══ MATERIAL FOR THE TASK ══

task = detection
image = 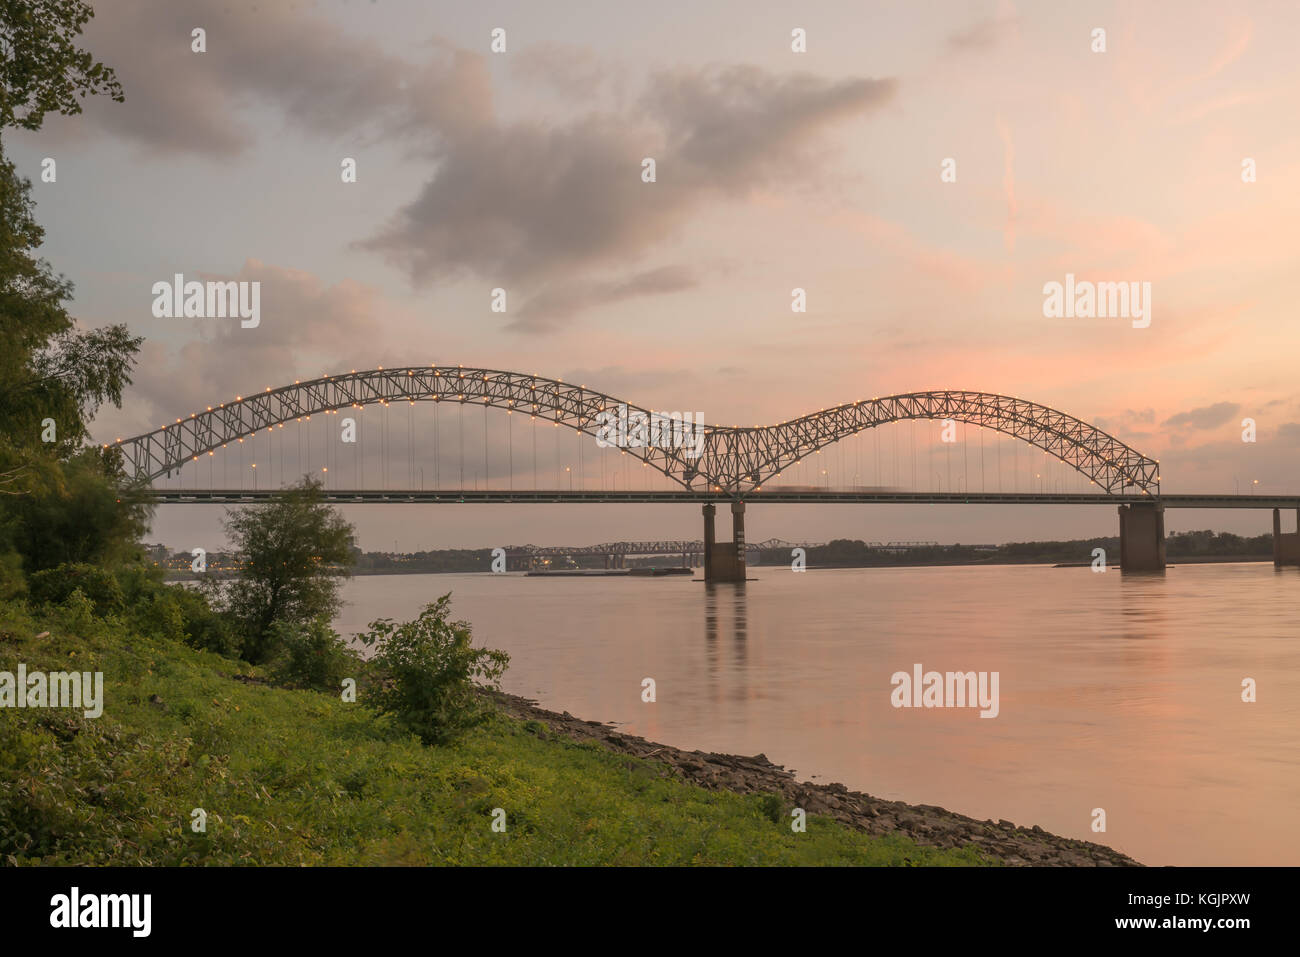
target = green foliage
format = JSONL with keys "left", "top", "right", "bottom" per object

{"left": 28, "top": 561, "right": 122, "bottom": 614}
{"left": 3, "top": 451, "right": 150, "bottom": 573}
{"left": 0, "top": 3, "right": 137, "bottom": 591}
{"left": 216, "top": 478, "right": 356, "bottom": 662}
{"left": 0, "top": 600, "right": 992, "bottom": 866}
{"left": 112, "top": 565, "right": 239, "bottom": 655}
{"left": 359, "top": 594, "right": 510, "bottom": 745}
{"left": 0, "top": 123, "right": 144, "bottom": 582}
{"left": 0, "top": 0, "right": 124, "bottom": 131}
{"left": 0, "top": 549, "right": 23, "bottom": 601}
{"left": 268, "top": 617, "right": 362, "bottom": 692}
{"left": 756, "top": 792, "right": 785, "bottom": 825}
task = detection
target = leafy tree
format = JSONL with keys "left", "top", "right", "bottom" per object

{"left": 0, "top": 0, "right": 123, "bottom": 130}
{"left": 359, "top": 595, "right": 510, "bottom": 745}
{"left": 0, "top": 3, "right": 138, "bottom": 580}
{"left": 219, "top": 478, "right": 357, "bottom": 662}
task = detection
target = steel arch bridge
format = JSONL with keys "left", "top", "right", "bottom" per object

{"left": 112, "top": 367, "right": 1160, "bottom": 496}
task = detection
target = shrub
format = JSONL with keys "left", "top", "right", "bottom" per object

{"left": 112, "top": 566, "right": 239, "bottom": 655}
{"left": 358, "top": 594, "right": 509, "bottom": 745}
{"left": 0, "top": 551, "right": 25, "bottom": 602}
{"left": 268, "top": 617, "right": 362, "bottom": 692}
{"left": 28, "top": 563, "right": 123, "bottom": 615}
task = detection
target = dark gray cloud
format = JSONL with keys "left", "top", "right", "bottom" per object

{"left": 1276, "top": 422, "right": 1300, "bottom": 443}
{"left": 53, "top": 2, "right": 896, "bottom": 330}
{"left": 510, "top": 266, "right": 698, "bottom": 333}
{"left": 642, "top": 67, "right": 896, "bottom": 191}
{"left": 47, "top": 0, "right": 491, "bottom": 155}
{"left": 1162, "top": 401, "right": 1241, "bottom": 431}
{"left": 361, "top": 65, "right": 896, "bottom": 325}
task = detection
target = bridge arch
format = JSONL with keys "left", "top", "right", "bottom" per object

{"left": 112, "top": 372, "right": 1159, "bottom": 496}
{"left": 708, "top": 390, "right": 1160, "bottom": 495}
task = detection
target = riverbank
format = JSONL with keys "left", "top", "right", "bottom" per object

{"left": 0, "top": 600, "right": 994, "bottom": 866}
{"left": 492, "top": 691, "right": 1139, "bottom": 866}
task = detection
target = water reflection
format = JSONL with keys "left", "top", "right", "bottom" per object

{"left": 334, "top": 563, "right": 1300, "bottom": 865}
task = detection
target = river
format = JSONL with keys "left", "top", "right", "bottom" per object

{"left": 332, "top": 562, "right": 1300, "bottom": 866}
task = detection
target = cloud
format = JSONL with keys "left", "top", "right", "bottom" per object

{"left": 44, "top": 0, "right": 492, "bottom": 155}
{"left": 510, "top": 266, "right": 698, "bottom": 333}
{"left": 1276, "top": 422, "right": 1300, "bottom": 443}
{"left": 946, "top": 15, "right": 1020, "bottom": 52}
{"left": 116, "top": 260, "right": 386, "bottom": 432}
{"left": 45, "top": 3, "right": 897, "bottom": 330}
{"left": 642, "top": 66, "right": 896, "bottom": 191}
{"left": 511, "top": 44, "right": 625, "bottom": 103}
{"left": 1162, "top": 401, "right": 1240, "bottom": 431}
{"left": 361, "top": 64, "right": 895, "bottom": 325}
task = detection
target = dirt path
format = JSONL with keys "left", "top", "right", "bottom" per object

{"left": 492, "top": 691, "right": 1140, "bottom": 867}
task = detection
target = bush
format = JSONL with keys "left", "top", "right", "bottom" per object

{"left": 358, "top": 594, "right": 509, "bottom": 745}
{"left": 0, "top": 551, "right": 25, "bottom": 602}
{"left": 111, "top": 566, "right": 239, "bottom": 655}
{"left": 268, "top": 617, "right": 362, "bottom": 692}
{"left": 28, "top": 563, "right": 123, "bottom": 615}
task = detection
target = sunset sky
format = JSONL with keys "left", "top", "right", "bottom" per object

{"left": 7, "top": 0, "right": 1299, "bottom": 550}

═══
══ MATERIAL FOR THE TASK ══

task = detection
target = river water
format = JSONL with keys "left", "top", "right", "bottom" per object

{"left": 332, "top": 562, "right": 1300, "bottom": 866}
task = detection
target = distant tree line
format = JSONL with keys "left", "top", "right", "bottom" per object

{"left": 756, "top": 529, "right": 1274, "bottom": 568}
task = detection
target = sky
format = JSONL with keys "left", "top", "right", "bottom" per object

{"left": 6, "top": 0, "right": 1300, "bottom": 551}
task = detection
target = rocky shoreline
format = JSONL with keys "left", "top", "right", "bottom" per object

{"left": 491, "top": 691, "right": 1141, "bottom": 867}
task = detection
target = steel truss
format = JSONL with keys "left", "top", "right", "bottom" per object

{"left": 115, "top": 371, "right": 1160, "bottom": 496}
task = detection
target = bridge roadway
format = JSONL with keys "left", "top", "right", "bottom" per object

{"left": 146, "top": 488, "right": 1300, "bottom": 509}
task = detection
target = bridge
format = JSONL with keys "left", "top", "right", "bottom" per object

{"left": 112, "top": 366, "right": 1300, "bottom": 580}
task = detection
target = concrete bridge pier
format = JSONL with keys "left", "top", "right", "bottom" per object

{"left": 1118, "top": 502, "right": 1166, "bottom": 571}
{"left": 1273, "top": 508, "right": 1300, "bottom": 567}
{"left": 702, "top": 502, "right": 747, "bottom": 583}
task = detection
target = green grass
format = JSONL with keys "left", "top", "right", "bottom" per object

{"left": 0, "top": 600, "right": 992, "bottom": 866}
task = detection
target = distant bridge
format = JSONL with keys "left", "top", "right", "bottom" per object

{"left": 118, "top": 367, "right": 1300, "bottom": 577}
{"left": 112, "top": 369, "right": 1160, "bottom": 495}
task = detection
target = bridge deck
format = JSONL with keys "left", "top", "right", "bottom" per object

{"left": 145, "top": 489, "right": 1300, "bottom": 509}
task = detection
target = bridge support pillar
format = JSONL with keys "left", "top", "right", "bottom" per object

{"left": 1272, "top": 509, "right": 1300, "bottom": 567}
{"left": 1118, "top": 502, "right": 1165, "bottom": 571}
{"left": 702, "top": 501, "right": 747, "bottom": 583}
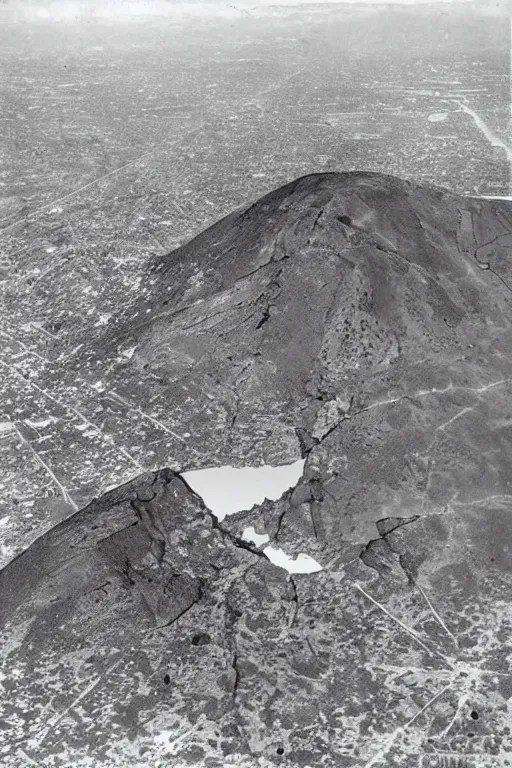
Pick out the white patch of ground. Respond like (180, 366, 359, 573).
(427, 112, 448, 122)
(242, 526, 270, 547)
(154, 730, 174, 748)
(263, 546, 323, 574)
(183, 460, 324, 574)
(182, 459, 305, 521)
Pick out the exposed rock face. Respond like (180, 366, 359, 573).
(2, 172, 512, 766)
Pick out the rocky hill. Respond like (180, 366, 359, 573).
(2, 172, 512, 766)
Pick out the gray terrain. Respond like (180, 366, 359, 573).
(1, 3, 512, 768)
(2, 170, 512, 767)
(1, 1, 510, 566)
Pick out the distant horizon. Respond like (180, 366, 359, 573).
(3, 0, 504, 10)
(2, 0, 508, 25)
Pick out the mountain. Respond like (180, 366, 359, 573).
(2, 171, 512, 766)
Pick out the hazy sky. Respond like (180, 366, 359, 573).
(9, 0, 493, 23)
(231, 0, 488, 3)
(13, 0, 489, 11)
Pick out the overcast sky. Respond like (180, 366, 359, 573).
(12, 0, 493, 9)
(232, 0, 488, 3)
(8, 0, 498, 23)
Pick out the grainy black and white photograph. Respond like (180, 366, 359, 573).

═══

* _PROBLEM STATEMENT_
Which lines of the records above contain the word "arch"? Report each one in full.

* _SOLUTION FOR THIS TASK_
target = steel arch bridge
target = bridge arch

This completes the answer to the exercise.